* _TRAVAIL DEMANDÉ_
Citez intégralement l'extrait ci-dessous consacré à la fonderie SAM de l'Aveyron.

* _EXTRAIT_
Dans l’Aveyron, mobilisation pour sauver la fonderie automobile SAM
Dans l’ancien bassin houiller de Decazeville, dans l’Aveyron, sur le site de Viviez, la SAM, qui produit des pièces sous pression en aluminium pour l’automobile, a cessé la production depuis le 14 avril, et les salariés ne reprendront pas le travail, « sans aucune piste concrète ». Mardi 21 avril, près de 2 000 personnes, dont des élus locaux de tous bords politiques, étaient rassemblées en fin d’après midi sur le site pour maintenir la pression sur l’Etat et le groupe Renault – son principal donneur d’ordre.

* _DONNÉES FOURNIES_
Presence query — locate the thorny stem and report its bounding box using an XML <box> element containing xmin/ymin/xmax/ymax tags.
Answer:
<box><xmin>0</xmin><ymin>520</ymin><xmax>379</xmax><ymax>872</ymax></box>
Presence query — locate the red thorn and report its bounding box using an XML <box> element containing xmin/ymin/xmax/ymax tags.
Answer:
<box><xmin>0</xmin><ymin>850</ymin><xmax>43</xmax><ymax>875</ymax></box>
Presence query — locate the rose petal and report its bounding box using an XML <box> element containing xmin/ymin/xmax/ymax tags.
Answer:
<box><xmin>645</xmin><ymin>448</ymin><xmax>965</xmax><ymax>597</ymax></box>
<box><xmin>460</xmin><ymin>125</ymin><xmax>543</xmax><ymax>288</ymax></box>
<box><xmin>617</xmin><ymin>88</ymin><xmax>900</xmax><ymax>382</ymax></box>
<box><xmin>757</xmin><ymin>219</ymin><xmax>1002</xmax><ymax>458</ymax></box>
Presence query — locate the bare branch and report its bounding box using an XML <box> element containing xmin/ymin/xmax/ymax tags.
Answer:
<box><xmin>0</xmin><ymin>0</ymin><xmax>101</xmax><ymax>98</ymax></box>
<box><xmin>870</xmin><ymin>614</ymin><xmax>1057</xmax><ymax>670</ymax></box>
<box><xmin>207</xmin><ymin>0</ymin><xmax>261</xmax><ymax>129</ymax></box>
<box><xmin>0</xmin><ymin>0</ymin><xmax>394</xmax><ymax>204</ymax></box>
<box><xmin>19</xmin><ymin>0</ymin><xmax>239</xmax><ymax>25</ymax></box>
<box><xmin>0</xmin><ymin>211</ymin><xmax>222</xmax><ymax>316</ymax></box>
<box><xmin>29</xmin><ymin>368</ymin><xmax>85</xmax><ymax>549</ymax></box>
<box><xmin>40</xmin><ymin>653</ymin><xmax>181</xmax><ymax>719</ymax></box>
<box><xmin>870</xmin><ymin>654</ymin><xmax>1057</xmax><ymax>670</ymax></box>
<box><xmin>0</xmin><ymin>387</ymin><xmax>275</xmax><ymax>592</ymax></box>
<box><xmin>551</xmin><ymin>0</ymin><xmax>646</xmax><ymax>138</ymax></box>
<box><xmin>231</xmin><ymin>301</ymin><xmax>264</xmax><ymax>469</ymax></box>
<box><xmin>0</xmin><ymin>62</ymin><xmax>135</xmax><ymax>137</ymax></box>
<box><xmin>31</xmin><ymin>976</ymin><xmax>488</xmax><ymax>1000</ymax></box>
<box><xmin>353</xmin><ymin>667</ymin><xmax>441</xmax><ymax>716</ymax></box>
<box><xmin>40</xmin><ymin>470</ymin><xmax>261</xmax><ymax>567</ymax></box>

* _RÉPONSE_
Dans l’Aveyron, mobilisation pour sauver la fonderie automobile SAM
Dans l’ancien bassin houiller de Decazeville, dans l’Aveyron, sur le site de Viviez, la SAM, qui produit des pièces sous pression en aluminium pour l’automobile, a cessé la production depuis le 14 avril, et les salariés ne reprendront pas le travail, « sans aucune piste concrète ». Mardi 21 avril, près de 2 000 personnes, dont des élus locaux de tous bords politiques, étaient rassemblées en fin d’après midi sur le site pour maintenir la pression sur l’Etat et le groupe Renault – son principal donneur d’ordre.